HeartFlow is an advanced pacemaker system designed to deliver precise cardiac pacing and monitoring capabilities. It includes firmware for an FRDM-K64F microcontroller to operate pacing behaviour and interact with the emulated heart, and a robust Electron desktop application to control the pacemaker firmware and visualize telemetry data. The firmware and desktop application communicate with each other bidirectionally via serial communication using a custom UART protocol.
Hardware: FRDM-K64F microcontroller
Firmware: Developed in Simulink and compiles to Embedded C
Desktop Application Frontend: React, TypeScript, PostCSS
Desktop Application Backend: Electron, Node.js, Python
Communication Protocol: Custom UART serial protocol
The desktop application is the user interface that allows operators to control the pacemaker and monitor real-time telemetry data. Built using Electron, the app integrates React and TypeScript for the frontend, providing a modern and responsive UI. On the backend, Electron, Node.js, and Python handle the communication with the pacemaker, processing and visualizing data sent over the serial connection. The serial communication is handled by spinning up a webserver to create asynchronous Python processes which interact with the frontend.
- Control Pacemaker Settings: Adjust the mode and 15+ pacing parameters in real-time.

→ **DATASET**
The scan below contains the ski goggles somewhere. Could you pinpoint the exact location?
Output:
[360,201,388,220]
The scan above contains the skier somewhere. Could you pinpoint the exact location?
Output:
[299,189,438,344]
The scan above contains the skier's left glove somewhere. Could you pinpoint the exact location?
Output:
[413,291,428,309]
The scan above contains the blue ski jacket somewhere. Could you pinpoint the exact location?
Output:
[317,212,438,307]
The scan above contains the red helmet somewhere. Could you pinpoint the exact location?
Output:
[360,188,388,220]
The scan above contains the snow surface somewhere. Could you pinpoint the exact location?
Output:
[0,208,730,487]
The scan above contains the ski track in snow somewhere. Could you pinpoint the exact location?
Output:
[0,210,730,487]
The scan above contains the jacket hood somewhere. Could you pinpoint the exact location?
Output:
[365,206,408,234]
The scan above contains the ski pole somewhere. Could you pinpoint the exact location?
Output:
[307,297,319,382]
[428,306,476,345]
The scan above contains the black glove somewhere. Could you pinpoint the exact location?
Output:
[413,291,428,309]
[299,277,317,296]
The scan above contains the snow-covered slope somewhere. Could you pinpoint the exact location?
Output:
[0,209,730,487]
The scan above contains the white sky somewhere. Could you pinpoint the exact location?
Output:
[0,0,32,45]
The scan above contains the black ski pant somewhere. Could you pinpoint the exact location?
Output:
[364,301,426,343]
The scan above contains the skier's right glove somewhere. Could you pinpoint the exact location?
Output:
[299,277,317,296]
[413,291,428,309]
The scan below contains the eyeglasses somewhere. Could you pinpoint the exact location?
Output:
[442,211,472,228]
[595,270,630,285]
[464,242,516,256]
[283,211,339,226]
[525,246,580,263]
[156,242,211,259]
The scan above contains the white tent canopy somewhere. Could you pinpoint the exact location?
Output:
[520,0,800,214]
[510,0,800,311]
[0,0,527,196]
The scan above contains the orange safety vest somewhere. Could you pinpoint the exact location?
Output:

→ **TASK 1**
Answer these about the HeartFlow overview:
(a) Which microcontroller does the firmware run on?
(b) In what environment is the firmware developed?
(c) How does the desktop application handle serial communication?
→ **TASK 2**
Please reproduce the HeartFlow overview between "HeartFlow is an" and "custom UART protocol.", inclusive.

→ **WRITTEN REPLY 1**
(a) The FRDM-K64F microcontroller.
(b) Simulink, and it compiles to Embedded C.
(c) It spins up a webserver to create asynchronous Python processes that interact with the frontend.

→ **WRITTEN REPLY 2**
HeartFlow is an advanced pacemaker system designed to deliver precise cardiac pacing and monitoring capabilities. It includes firmware for an FRDM-K64F microcontroller to operate pacing behaviour and interact with the emulated heart, and a robust Electron desktop application to control the pacemaker firmware and visualize telemetry data. The firmware and desktop application communicate with each other bidirectionally via serial communication using a custom UART protocol.